** Start PAGE **
JACK GROMER VICE PRESIDENT - ENGINEERING

ID: 77-1.38

Open

TYPE: INTERPRETATION-NHTSA

DATE: 03/04/77

FROM: AUTHOR UNAVAILABLE; F. Berndt; NHTSA

TO: Wesbar Corporation

TITLE: FMVSS INTERPRETATION

TEXT: Thank you for your frank letter of January 13, 1977, commenting upon the lack of clarity you feel exists in my letter to you of December 6, 1976, interpreting Motor Vehicle Safety Standard No. 108.

As a lawyer it is obvious to me that the best regulatory practice is to be as specific as possible in establishing requirements and prohibitions. When a regulation itself is unclear, however, its interpretation may necessarily be imprecise. Because the term "optical combination" in S4.4.1 is not defined, my answers were necessarily worded in general terms though with the thought of establishing a general framework of guidance for you. They were not intended to be "a masterpiece of bureaucratic weasel words." My letter meant, in plain English, that where tail lamps and clearance lamps are in a single compartment we don't want one lamp to perform, or to be perceived as performing, the function of the other. It is evident from your letter and others that our previous interpretations of the term "optical combination" have been found to be ambiguous and lacking in the objective criteria that a Federal motor vehicle safety standard must provide. We have reviewed the matter, and now wish to modify our previous interpretation. In our view a lamp is "optically combined" when the same light source (i.e. bulb) and the same lens area fulfill two or more functions (e.g. taillamp and stop lamp, clearance lamp and turn signal lamp). A dual filament bulb would be regarded as the "same light source". In determining conformance, the photometric requirements for clearance and taillamp functions, where two bulbs are located in a single compartment, must be met with only the bulb energized that is designed to perform the specific function. But the 15 candlepower maximum under Standard No. 108, however, would be determined with both the taillamp and clearance lamp bulb energized. Further, the lamp must be located to meet requirements for both clearance and taillamps. Our re-interpretation means that the issue of light spill-over from one area of the lamp to another is irrelevant to conformance.

SINCERELY,

January 13, 1977

Frank Berndt Acting Chief Counsel U.S. Dept. of Transportation National Highway Traffic Safety Administration

Refer: N40-30 Your letter of December 6, 1976

A combination of a Christmas holiday with the family in Arizona and year end activity here in our plant has prevented our sending you a reply to the referenced letter at an earlier date.

As far as we are concerned, your response to our October 28 letter is a masterpiece of bureaucratic weasel words and one which avoids positive answers or defensible positions on the specific questions we submitted.

Discussing first your lengthy second paragraph; from line 6 we quote: ". . . . Standard 108 does not require separate compartments (i.e. and opaque barrier) for tail lamps and clearance lamps . . . " Perhaps you can give some scientific explanation how two lamps can be in the same compartment and not interfere optically with one another. The degree of candlepower emanating from each bulb is dependent on their respective candlepowers and in the case of tail and clearance lamp bulbs, the lumens generated are not very far apart since clearance lamp bulbs deliver 2 c.p. and tail lamp bulbs 3 c.p. If tail lamp and clearance lamp bulbs were positioned relatively close together in the single compartment (a condition you state is permissible) I submit that a "driver in a following vehicle" could not possibly interpret one lamp from the other.
** End PAGE **
** Start EXTRACTED DATA **
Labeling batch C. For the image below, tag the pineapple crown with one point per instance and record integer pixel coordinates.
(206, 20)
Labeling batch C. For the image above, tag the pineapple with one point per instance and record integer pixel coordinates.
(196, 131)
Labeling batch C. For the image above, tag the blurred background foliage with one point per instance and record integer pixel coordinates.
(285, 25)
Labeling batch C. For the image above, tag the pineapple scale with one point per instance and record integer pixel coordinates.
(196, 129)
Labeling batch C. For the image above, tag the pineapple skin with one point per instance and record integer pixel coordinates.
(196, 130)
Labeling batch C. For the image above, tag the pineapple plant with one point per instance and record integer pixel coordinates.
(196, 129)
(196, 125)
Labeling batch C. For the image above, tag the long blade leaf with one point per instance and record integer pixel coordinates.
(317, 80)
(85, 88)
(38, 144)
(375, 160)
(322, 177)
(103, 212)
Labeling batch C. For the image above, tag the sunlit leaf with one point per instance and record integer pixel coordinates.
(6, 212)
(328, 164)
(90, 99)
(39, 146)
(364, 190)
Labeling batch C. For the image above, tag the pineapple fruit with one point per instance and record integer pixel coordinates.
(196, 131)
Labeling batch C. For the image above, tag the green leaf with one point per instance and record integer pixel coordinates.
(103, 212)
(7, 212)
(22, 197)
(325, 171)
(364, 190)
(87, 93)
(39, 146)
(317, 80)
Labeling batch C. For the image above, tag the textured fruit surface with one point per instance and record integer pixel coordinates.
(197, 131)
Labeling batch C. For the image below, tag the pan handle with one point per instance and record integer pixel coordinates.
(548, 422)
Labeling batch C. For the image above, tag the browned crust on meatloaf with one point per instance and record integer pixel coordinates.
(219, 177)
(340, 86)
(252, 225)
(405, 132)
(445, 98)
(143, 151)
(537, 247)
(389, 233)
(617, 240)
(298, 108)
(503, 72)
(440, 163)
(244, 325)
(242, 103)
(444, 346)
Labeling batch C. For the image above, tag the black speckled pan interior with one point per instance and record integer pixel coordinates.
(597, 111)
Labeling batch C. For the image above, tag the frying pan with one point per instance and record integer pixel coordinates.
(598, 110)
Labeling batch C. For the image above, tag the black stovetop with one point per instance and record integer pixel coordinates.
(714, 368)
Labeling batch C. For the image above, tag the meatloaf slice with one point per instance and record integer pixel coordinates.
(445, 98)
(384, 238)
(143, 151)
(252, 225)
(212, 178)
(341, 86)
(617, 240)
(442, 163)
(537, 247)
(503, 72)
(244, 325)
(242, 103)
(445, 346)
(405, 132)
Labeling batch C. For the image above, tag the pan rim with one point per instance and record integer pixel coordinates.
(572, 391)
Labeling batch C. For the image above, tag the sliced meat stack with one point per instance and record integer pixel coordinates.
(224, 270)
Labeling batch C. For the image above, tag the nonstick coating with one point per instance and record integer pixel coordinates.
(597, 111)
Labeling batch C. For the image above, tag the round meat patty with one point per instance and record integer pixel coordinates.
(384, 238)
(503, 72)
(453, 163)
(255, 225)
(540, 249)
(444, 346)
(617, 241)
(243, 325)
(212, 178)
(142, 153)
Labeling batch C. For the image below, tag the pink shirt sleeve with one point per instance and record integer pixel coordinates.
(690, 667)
** End EXTRACTED DATA **
** Start EXTRACTED DATA **
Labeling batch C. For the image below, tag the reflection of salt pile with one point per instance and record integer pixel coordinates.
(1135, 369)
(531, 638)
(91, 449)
** End EXTRACTED DATA **
** Start EXTRACTED DATA **
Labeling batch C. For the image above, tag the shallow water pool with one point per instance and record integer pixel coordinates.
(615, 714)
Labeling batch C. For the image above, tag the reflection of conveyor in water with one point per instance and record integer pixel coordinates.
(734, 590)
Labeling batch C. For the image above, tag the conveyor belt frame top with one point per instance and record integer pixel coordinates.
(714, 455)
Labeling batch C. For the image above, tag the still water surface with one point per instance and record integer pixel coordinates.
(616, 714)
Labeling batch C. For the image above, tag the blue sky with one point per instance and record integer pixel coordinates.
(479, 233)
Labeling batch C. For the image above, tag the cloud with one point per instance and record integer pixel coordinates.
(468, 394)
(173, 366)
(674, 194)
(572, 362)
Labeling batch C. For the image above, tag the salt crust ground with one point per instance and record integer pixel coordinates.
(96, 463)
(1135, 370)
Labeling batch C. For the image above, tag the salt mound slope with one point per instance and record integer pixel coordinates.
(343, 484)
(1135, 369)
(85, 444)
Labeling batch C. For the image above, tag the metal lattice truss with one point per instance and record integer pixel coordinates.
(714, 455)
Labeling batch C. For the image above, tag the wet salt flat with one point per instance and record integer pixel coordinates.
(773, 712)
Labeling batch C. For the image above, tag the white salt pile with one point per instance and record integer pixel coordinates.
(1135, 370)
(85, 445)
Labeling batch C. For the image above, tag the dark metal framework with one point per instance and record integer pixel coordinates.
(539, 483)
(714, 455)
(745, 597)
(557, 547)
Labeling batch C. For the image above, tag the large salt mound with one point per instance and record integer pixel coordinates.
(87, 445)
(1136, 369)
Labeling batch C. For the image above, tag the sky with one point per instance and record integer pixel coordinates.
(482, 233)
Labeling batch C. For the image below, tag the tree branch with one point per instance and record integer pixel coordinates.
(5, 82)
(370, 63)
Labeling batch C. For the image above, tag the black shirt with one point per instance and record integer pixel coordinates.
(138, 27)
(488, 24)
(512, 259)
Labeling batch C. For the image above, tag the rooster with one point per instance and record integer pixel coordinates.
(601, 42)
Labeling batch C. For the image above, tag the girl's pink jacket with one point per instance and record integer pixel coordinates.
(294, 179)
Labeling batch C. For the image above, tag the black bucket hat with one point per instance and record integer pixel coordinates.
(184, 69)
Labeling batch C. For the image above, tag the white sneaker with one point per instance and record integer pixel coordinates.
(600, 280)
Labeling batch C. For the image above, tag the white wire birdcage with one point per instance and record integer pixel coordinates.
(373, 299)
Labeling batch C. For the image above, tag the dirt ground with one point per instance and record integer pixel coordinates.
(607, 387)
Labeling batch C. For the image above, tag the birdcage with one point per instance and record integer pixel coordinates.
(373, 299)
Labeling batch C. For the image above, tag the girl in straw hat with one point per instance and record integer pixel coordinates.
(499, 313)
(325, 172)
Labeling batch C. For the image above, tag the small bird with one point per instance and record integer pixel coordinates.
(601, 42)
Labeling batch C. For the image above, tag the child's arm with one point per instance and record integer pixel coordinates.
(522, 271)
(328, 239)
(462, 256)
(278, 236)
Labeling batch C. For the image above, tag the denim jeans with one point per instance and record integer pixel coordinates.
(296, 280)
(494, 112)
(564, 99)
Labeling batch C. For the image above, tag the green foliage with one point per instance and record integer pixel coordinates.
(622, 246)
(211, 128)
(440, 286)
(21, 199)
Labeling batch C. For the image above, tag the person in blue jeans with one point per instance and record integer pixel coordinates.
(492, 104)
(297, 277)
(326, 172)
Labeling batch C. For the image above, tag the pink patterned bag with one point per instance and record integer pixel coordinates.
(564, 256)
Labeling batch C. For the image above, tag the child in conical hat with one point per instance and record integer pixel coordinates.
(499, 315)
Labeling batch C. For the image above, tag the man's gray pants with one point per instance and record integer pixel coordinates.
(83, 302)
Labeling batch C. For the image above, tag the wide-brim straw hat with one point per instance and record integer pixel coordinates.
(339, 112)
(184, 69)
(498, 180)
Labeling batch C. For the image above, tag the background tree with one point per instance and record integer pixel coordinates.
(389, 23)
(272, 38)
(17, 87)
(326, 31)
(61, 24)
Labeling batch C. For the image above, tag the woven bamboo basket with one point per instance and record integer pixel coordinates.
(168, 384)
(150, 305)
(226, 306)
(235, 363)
** End EXTRACTED DATA **
REQUIRED TASKS:
**A)** Give the interpretation letter again, beginning at the words "Frank Berndt Acting" and stopping after "an earlier date.", and swap "Arizona" for "Florida".
**B)** In the interpretation letter, what candlepower do clearance lamp bulbs deliver?
**C)** Render this sentence from the interpretation letter in Spanish: "A dual filament bulb would be regarded as the "same light source"."
Answer from the interpretation letter alone; the listing plays no part.

FINAL RESULTS:
**A)**
Frank Berndt Acting Chief Counsel U.S. Dept. of Transportation National Highway Traffic Safety Administration

Refer: N40-30 Your letter of December 6, 1976

A combination of a Christmas holiday with the family in Florida and year end activity here in our plant has prevented our sending you a reply to the referenced letter at an earlier date.

**B)** 2 c.p.

**C)** Una bombilla de doble filamento se consideraría la "misma fuente de luz".